***** INPUT DATA *****
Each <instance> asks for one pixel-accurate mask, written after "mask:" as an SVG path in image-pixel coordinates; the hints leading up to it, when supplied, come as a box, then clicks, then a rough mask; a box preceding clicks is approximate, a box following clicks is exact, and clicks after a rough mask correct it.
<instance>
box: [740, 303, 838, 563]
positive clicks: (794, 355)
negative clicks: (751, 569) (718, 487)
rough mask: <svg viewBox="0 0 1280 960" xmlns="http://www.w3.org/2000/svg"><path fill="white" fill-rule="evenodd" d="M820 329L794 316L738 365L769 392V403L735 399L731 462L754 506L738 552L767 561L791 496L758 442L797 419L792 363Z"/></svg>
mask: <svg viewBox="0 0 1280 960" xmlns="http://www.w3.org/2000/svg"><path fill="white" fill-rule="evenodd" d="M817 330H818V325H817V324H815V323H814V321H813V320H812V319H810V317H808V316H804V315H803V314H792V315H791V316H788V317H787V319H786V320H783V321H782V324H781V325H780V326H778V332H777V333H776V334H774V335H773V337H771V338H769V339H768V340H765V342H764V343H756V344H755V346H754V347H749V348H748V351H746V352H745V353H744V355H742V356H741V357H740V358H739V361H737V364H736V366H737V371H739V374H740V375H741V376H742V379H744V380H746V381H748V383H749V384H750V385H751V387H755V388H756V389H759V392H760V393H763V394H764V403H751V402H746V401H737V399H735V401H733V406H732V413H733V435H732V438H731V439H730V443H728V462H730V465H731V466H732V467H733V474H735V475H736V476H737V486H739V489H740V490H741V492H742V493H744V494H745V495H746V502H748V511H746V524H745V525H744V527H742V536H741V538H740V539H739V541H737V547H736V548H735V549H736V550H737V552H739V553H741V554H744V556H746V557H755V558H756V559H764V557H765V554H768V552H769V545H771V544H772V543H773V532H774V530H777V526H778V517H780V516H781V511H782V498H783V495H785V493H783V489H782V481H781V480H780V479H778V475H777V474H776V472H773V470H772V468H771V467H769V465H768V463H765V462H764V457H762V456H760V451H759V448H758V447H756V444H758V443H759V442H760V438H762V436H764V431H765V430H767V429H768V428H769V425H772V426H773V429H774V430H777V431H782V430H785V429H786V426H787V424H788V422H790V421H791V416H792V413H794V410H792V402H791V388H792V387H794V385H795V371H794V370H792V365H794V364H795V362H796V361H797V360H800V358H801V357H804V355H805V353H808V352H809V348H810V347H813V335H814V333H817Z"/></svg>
*****
TASK OBJECTIVE:
Could you copy exactly the lines from the one containing "positive clicks: (794, 355)" through the end of the records above, and nothing more?

ANSWER FOR THIS EXERCISE:
positive clicks: (794, 355)
negative clicks: (751, 569) (718, 487)
rough mask: <svg viewBox="0 0 1280 960" xmlns="http://www.w3.org/2000/svg"><path fill="white" fill-rule="evenodd" d="M820 329L794 316L738 365L769 392V403L735 399L731 462L754 506L738 552L767 561L791 496L758 442L797 419L792 363Z"/></svg>
mask: <svg viewBox="0 0 1280 960" xmlns="http://www.w3.org/2000/svg"><path fill="white" fill-rule="evenodd" d="M817 330H818V325H817V324H815V323H814V321H813V320H812V319H810V317H808V316H804V315H803V314H792V315H791V316H788V317H787V319H786V320H783V321H782V324H781V325H780V326H778V332H777V333H776V334H774V335H773V337H771V338H769V339H768V340H765V342H764V343H756V344H755V346H754V347H749V348H748V351H746V352H745V353H744V355H742V356H741V357H740V358H739V361H737V364H736V366H737V371H739V374H740V375H741V376H742V379H744V380H746V381H748V383H749V384H750V385H751V387H755V388H756V389H759V392H760V393H763V394H764V403H751V402H746V401H737V399H735V401H733V406H732V413H733V435H732V438H731V439H730V443H728V462H730V465H731V466H732V467H733V474H735V475H736V476H737V486H739V489H740V490H741V492H742V493H744V494H745V495H746V502H748V511H746V524H745V525H744V527H742V536H741V538H740V539H739V541H737V547H736V548H735V549H736V550H737V552H739V553H741V554H744V556H746V557H755V558H756V559H764V557H765V554H768V552H769V545H771V544H772V543H773V532H774V530H777V526H778V517H780V516H781V511H782V498H783V495H785V493H783V489H782V481H781V480H780V479H778V475H777V474H776V472H773V470H772V468H771V467H769V465H768V463H765V462H764V457H762V456H760V451H759V448H758V447H756V444H758V443H759V442H760V438H762V436H764V431H765V430H767V429H768V428H769V425H772V426H773V429H774V430H777V431H782V430H785V429H786V426H787V424H788V422H790V421H791V416H792V413H794V410H792V402H791V388H792V387H794V385H795V371H794V370H792V365H794V364H795V362H796V361H797V360H800V358H801V357H804V355H805V353H808V352H809V348H810V347H813V335H814V333H817Z"/></svg>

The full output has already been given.